> _GOAL_:
Change "wildlife monitoring" to "habitat survey" in the items, starting at the beginning and going on through the line with "x=209, y=144". Keep every other part of those lines the same, and return only those lines.

> _EXTRACTED DATA_:
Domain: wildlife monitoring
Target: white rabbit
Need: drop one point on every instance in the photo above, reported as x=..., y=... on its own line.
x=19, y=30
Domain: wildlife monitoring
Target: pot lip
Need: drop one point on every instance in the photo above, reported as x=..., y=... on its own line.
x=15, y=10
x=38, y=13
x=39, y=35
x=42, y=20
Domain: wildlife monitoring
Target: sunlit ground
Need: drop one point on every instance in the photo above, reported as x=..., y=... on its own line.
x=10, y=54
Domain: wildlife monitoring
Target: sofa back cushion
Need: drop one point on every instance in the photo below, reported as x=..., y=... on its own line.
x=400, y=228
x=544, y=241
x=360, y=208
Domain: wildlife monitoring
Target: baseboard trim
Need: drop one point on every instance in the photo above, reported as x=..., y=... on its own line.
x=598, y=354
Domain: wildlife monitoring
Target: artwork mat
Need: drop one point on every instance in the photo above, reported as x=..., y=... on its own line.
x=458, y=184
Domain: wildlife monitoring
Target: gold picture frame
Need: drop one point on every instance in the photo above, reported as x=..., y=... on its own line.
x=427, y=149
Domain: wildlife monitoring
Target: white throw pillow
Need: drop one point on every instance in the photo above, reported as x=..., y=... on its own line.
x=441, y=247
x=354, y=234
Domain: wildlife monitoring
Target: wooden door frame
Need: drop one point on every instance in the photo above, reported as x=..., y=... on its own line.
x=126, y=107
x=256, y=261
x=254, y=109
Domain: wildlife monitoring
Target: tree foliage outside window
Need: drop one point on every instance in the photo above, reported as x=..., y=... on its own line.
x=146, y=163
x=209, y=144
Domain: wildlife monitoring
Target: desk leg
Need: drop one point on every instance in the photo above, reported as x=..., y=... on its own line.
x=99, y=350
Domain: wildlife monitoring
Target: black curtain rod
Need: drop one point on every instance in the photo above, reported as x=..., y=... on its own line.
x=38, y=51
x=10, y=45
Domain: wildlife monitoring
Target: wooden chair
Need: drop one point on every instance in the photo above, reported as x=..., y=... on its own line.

> _SOLUTION TO THIS EXERCISE_:
Domain: habitat survey
Target: white rabbit
Need: drop one point on every instance in the photo above, reported as x=..., y=... on its own line.
x=19, y=30
Domain: habitat survey
Target: pot lip
Need: drop one point on every instance in the photo above, reported as x=..., y=... on its own line.
x=15, y=10
x=38, y=13
x=39, y=35
x=42, y=20
Domain: habitat survey
Target: sunlit ground
Need: drop one point on every instance in the photo above, reported as x=..., y=... on its own line.
x=10, y=54
Domain: habitat survey
Target: sofa back cushion
Need: drop one point on every instance in the photo below, reported as x=..., y=... on its own line.
x=400, y=228
x=544, y=241
x=360, y=208
Domain: habitat survey
Target: baseboard trim
Need: drop one point on every instance in the photo above, reported as x=..., y=... on its own line.
x=598, y=354
Domain: habitat survey
Target: artwork mat
Need: drop one point on every instance in the photo above, reported as x=..., y=... on its own line.
x=458, y=184
Domain: habitat survey
Target: gold picture frame
Need: drop one point on every instance in the photo above, reported as x=..., y=... on its own line.
x=427, y=149
Domain: habitat survey
Target: white throw pillow
Need: drop one point on every instance in the photo above, reported as x=..., y=... on its own line.
x=441, y=247
x=354, y=234
Domain: habitat survey
Target: wooden door frame
Need: drop one point on every instance in the photo above, reported as x=..., y=... on its own line.
x=126, y=107
x=256, y=261
x=254, y=109
Domain: habitat survey
Target: tree foliage outside window
Need: drop one point on every instance in the photo above, reported as x=..., y=... on its own line.
x=146, y=163
x=209, y=144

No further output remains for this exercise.